(Detection annotation records)

+--

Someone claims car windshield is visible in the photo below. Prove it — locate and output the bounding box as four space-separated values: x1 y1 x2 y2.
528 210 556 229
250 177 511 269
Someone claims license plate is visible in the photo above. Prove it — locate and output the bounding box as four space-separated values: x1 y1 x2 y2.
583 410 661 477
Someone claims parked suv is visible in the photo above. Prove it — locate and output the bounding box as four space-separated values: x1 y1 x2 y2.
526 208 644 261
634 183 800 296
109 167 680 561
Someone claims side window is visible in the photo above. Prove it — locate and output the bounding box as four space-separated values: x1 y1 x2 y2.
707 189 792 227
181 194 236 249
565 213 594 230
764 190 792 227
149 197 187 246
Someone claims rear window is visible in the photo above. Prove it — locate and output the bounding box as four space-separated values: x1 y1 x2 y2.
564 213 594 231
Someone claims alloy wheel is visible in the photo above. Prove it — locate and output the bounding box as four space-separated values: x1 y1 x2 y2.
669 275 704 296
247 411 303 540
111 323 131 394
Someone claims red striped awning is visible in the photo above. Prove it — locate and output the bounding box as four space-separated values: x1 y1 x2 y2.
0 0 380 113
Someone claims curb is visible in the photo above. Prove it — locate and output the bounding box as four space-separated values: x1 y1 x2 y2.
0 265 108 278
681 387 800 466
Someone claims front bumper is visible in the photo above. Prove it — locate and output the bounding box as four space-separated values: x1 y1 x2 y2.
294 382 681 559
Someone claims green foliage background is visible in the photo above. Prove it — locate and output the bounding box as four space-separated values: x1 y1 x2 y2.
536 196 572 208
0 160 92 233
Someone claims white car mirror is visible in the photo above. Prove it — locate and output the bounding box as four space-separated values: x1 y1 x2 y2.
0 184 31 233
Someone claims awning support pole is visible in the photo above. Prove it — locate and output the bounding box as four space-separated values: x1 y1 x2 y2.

+--

> Task prompt
Pull out each line of the records above that contains the string "window". Copy each of those lines in full.

> Correct response
Someone claims side window is visible in the photo above. Prove it — locate and output the bounding box as four space-separated values: x1 y1 x2 y2.
Someone claims rear window is visible in the photo above. Prove it — locate and output the bounding box as four space-separated values: x1 y1 x2 y2.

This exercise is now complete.